▶ _Brief_
Copy out every one of the records below word for word.

▶ _Dataset excerpts_
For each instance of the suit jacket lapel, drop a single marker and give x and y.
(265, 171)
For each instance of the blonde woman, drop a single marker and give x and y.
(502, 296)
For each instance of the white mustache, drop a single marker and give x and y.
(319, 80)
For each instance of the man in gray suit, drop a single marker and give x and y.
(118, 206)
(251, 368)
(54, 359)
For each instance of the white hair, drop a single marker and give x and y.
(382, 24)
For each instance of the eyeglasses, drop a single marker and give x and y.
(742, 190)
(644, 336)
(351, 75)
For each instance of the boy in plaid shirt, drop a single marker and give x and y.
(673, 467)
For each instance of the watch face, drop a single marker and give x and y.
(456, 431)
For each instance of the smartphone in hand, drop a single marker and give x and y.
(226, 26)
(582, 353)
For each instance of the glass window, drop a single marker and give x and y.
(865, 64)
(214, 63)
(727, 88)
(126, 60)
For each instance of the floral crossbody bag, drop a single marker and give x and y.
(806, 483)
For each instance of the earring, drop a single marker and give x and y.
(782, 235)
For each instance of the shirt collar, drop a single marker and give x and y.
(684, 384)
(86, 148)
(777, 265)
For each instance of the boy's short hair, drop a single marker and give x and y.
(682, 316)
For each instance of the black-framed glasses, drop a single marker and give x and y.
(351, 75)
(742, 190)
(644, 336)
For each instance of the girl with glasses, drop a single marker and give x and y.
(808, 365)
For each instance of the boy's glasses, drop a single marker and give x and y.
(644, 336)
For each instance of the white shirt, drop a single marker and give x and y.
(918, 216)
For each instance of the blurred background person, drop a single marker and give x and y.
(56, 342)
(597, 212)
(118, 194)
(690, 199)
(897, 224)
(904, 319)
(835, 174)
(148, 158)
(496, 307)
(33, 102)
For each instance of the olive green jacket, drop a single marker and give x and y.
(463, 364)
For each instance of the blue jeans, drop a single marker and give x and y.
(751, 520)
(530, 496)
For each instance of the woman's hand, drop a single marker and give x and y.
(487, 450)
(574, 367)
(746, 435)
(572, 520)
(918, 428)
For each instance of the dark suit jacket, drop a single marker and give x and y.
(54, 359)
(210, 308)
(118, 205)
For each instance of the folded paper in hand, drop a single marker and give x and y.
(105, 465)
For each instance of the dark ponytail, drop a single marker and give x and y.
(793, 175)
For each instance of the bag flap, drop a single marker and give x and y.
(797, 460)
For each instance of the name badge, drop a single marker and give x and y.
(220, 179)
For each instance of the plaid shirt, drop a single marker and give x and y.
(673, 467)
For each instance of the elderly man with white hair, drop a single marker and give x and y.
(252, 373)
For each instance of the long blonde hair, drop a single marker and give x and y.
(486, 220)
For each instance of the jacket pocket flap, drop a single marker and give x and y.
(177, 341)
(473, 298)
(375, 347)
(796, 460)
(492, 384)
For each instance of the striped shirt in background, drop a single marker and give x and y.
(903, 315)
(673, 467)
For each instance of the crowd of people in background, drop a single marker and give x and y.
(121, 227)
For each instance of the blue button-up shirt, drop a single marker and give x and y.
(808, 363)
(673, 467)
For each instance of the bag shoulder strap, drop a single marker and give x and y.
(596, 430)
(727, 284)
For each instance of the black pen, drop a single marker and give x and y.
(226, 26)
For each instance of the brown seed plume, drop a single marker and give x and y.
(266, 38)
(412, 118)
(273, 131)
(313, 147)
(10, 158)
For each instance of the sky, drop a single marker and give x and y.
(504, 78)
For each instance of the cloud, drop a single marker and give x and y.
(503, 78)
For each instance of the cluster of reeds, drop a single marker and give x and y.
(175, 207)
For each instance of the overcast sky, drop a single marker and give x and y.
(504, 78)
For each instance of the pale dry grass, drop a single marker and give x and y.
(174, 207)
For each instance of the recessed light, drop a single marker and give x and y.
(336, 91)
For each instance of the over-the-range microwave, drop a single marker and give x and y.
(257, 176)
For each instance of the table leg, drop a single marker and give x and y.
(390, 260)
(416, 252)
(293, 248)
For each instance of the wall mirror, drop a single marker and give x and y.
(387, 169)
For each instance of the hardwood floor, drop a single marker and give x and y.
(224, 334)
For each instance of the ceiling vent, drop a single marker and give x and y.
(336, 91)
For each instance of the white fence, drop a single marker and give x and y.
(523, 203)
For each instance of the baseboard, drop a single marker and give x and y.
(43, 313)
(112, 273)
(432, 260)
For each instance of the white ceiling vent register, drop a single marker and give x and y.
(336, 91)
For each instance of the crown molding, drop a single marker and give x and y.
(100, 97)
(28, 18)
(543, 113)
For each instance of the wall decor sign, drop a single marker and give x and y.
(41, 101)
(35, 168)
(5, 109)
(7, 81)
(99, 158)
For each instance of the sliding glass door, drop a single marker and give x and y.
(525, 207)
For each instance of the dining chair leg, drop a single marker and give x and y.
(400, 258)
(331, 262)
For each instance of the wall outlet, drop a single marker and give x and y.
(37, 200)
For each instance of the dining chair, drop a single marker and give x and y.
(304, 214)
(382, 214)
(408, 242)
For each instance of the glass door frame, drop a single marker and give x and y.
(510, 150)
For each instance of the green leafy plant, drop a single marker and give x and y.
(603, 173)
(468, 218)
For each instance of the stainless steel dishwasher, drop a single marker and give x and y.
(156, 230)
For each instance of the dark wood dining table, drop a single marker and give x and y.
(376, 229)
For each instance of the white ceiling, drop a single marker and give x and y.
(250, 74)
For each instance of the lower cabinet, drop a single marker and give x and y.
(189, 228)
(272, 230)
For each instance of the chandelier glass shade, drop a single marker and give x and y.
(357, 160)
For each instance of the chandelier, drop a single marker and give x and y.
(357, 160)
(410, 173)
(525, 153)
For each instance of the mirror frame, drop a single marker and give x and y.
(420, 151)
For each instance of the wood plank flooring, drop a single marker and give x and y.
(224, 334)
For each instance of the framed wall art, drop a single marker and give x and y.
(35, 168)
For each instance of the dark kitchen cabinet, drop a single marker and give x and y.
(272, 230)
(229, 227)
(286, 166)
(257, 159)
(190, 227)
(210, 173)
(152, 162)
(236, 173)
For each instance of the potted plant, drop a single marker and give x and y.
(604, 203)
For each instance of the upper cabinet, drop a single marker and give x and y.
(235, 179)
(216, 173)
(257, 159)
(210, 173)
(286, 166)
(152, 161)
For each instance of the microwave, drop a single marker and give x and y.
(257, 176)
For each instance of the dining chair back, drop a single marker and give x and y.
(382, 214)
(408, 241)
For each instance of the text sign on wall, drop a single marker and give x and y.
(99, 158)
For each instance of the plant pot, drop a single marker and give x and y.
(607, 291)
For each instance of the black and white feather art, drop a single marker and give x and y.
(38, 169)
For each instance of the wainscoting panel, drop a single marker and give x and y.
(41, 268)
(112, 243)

▶ _Task output_
For each instance of the suit jacket lapel, drop a single marker and give x and y.
(265, 171)
For each instance of the blonde woman, drop a single marker and give x and y.
(502, 296)
For each instance of the white mustache, drop a single marker and give x and y.
(319, 80)
For each instance of the man in gray suit, drop a single marker and give x and y.
(118, 206)
(251, 368)
(54, 359)
For each instance of the white hair, drop a single marker and give x and y.
(382, 24)
For each instance of the eyeglasses, drop a single marker and give x and y.
(742, 190)
(644, 336)
(351, 75)
For each instance of the boy in plaid shirt, drop a single marker and give x and y.
(673, 467)
For each instance of the watch face, drop a single marker and give x and y.
(456, 431)
For each instance of the smartphone in hand, drop a single marker and give x and y.
(226, 26)
(582, 353)
For each instance of the glass window, drop a single marker and give x and y.
(865, 64)
(214, 63)
(727, 88)
(126, 60)
For each instance of the floral crossbody bag, drop a single marker and give x and y.
(806, 483)
For each instance of the earring, drop a single marker and give x and y.
(782, 235)
For each instance of the shirt collar, drop a single marker and give x and y.
(684, 384)
(86, 148)
(777, 265)
For each instance of the boy's short hair, drop a single marker and give x and y.
(682, 316)
For each instance of the black-framed glasses, drop a single marker and give x and y.
(351, 75)
(742, 190)
(644, 336)
For each instance of the girl with glasses, drop a single marker and give x and y.
(808, 365)
For each instance of the boy's glasses, drop a single marker and give x and y.
(644, 336)
For each instance of the white shirt, drop a single marker and give x and y.
(918, 216)
For each instance of the blurred background person, drop a single marker and give x and y.
(56, 342)
(597, 212)
(118, 194)
(690, 199)
(897, 224)
(904, 319)
(835, 174)
(148, 158)
(496, 307)
(33, 102)
For each instance of the olive green jacket, drop a single marker and give x and y.
(463, 364)
For each instance of the blue jeans, drop a single marker and give x and y.
(751, 520)
(530, 496)
For each instance of the woman's hand, drop a single marker and give x and y.
(487, 450)
(574, 367)
(746, 435)
(572, 520)
(918, 428)
For each instance of the dark suit jacket, drop a single marker and give x and y.
(54, 359)
(210, 308)
(118, 205)
For each instance of the folded paper in hand, drop a single marker and give x and y.
(105, 465)
For each instance of the dark ponytail, drop a single marker and give x and y.
(793, 175)
For each instance of the bag flap, drop a single marker and give x and y.
(797, 460)
For each instance of the name badge, drop a single marker and give x and y.
(220, 179)
For each instance of the plaid shirt, drop a single marker and give x and y.
(673, 467)
For each instance of the elderly man with white hair, drop a single marker and give x and y.
(252, 373)
For each instance of the long blonde hair, drop a single marker and give x and y.
(486, 220)
For each instance of the jacket pocket flap, drop a single marker and give x and y.
(177, 341)
(473, 298)
(375, 347)
(796, 460)
(492, 384)
For each instance of the striped shirt in background, drop a single marker and give x and y.
(903, 315)
(673, 467)
For each instance of the crowd of people in background, drop a single marker and give x and y.
(121, 227)
For each instance of the blue button-up shirt, drop a single marker and give x and y.
(808, 363)
(673, 467)
For each instance of the bag shoulder strap, drop a single marker and give x and y.
(596, 430)
(727, 284)
For each instance of the black pen, drop a single marker and give x and y.
(226, 26)
For each instance of the brown seed plume, drop a single marker and give x and y.
(266, 38)
(412, 118)
(273, 131)
(313, 147)
(10, 158)
For each instance of the sky, drop a single marker and give x and y.
(504, 78)
For each instance of the cloud, drop a single marker and give x and y.
(503, 78)
For each instance of the cluster of reeds, drop a single marker and give x and y.
(175, 207)
For each instance of the overcast sky, drop a single marker and give x and y.
(504, 78)
For each instance of the pale dry grass, drop a single marker and give x and y.
(174, 207)
For each instance of the recessed light, drop a single marker and give x and y.
(336, 91)
For each instance of the over-the-range microwave, drop a single marker and give x and y.
(257, 176)
For each instance of the table leg, drop a single marker and give x and y.
(390, 260)
(416, 252)
(293, 248)
For each instance of the wall mirror, drop a single marker and give x and y.
(387, 169)
For each instance of the hardwood floor, drop a single marker and give x and y.
(224, 334)
For each instance of the ceiling vent, drop a single marker and give x and y.
(336, 91)
For each instance of the white fence, drop a single marker and give x and y.
(523, 203)
For each instance of the baseboard, drop a single marker and give x and y.
(43, 313)
(112, 273)
(432, 260)
For each instance of the white ceiling vent register, drop a single marker and give x and y.
(336, 91)
For each instance of the crown molding, drop a single marker and give x and y.
(100, 97)
(28, 18)
(543, 113)
For each instance of the wall decor sign, drop a single marker and give x and y.
(41, 101)
(35, 168)
(5, 109)
(7, 81)
(99, 158)
For each instance of the sliding glass door, drop a single marker and give x and y.
(525, 207)
For each instance of the dining chair leg, drop a single marker and give x and y.
(400, 258)
(331, 262)
For each instance of the wall outlet, drop a single marker and give x and y.
(37, 200)
For each instance of the dining chair, drop a single marker and give x and y.
(304, 214)
(382, 214)
(408, 242)
For each instance of the glass door frame, drop a single marker and give x and y.
(510, 150)
For each instance of the green leafy plant, drop a single marker and give x and y.
(603, 173)
(468, 218)
For each instance of the stainless steel dishwasher, drop a single marker and give x and y.
(156, 230)
For each instance of the dark wood dining table, drop a single marker and give x and y.
(376, 229)
For each instance of the white ceiling, drop a single marker and give x and y.
(250, 74)
For each instance of the lower cabinet, drop a single marker and give x and y.
(189, 228)
(272, 230)
For each instance of the chandelier glass shade, drop a single marker and give x and y.
(357, 160)
For each instance of the chandelier, drop a single marker and give x and y.
(357, 160)
(410, 173)
(525, 153)
For each instance of the mirror frame, drop a single marker and give x and y.
(420, 151)
For each instance of the wood plank flooring, drop a single marker and give x and y.
(224, 334)
For each instance of the framed wall art, drop a single marker and give x and y.
(35, 168)
For each instance of the dark kitchen cabinet, drop a single marker and give x and y.
(272, 230)
(229, 227)
(286, 166)
(257, 159)
(190, 227)
(210, 173)
(152, 162)
(236, 173)
For each instance of the potted plant, drop a single marker and give x and y.
(604, 203)
For each instance of the upper cabinet, drop a single marker and give x and y.
(235, 179)
(216, 173)
(257, 159)
(210, 173)
(286, 166)
(152, 161)
For each instance of the microwave, drop a single marker and give x and y.
(257, 176)
For each instance of the dining chair back, drop a single marker and give x and y.
(382, 214)
(408, 241)
For each instance of the text sign on wall, drop a single marker and give x and y.
(99, 158)
For each instance of the plant pot, drop a single marker and give x and y.
(607, 291)
For each instance of the black and white feather art, drop a single marker and give x and y.
(38, 169)
For each instance of the wainscoting panel, drop a single marker and give x and y.
(41, 268)
(112, 243)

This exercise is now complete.